(Written exercise) Repeat every entry word for word, but leave the images out of your copy.
** start **
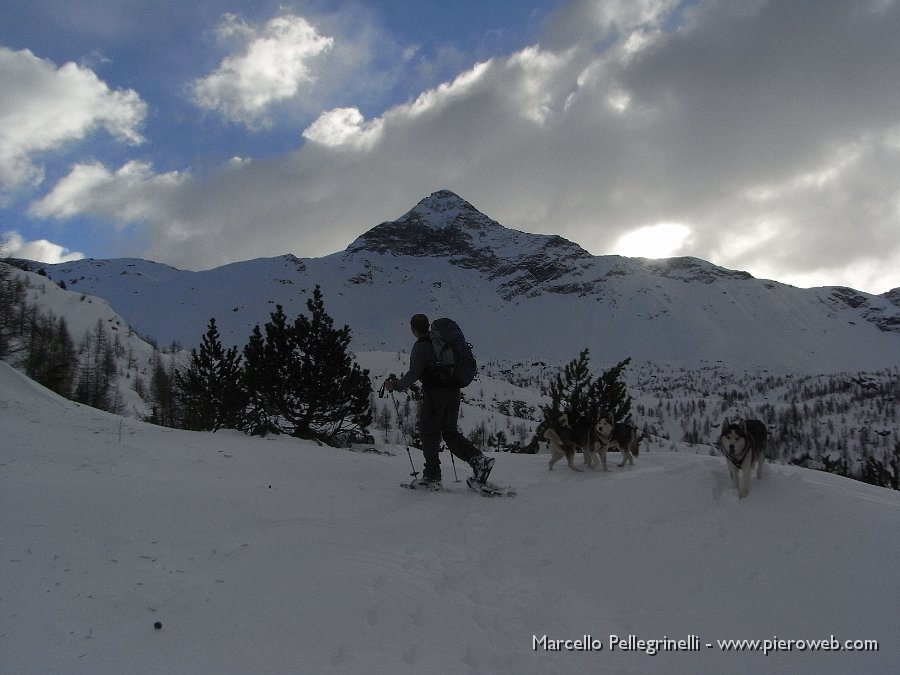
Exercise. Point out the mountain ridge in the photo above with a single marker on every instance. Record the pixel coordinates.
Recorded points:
(516, 294)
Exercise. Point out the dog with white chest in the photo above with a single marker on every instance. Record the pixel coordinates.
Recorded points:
(743, 442)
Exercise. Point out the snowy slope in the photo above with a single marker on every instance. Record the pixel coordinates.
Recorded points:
(278, 556)
(517, 296)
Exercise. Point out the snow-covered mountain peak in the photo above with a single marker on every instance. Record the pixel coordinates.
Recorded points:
(443, 209)
(443, 225)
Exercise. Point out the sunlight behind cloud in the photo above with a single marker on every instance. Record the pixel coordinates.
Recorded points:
(274, 63)
(13, 245)
(653, 241)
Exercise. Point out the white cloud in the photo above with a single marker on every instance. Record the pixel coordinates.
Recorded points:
(272, 64)
(133, 193)
(13, 245)
(343, 126)
(662, 240)
(43, 108)
(778, 155)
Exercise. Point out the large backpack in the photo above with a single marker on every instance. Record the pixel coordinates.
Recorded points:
(455, 361)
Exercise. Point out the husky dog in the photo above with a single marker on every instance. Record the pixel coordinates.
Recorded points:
(743, 442)
(565, 439)
(619, 436)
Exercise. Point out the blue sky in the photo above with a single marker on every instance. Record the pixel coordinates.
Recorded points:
(762, 136)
** end **
(Complete response)
Exercise. Point out the mountain ridge in the photo above with a single marker on every instance. Record the pixel coordinates.
Recorded points:
(516, 294)
Exercise. Point out the dog with white chest in the photo above with a single marker on every instance. Record the pixel coordinates.
Recorded points:
(743, 442)
Exercise. Point out the snowy slope in the photo above with a single marker on every instance. Record the pixel coordinates.
Recorded points:
(278, 556)
(517, 296)
Exercise. Point out the snow-covered mountain peak in the photo above with a single marker on every instance. Record the pixel coordinates.
Recorded points:
(443, 209)
(443, 225)
Exercise. Point out the sunlight behind cloud in the photo above with a single marker on every instance. Record the pixel coordinates.
Recorded points:
(274, 63)
(13, 245)
(653, 241)
Exercise. Point out the white cloud in the photo above with a single marker on every instance. Record the pixel coordinates.
Recorded points:
(272, 64)
(133, 193)
(13, 245)
(343, 126)
(662, 240)
(43, 108)
(778, 155)
Exercise. Point out the large backpack in the photo above with a single marker on every instance. Record the pixel coordinates.
Recorded points:
(455, 361)
Exercise. Point out the husky dog in the photo above with a single marker on every instance. Record the pixel coordinates.
Recorded points:
(743, 442)
(565, 439)
(619, 436)
Exercise. Point out the blue sky in the photo above with a single marker on every instance. Record the pixel coordinates.
Recorded points:
(762, 136)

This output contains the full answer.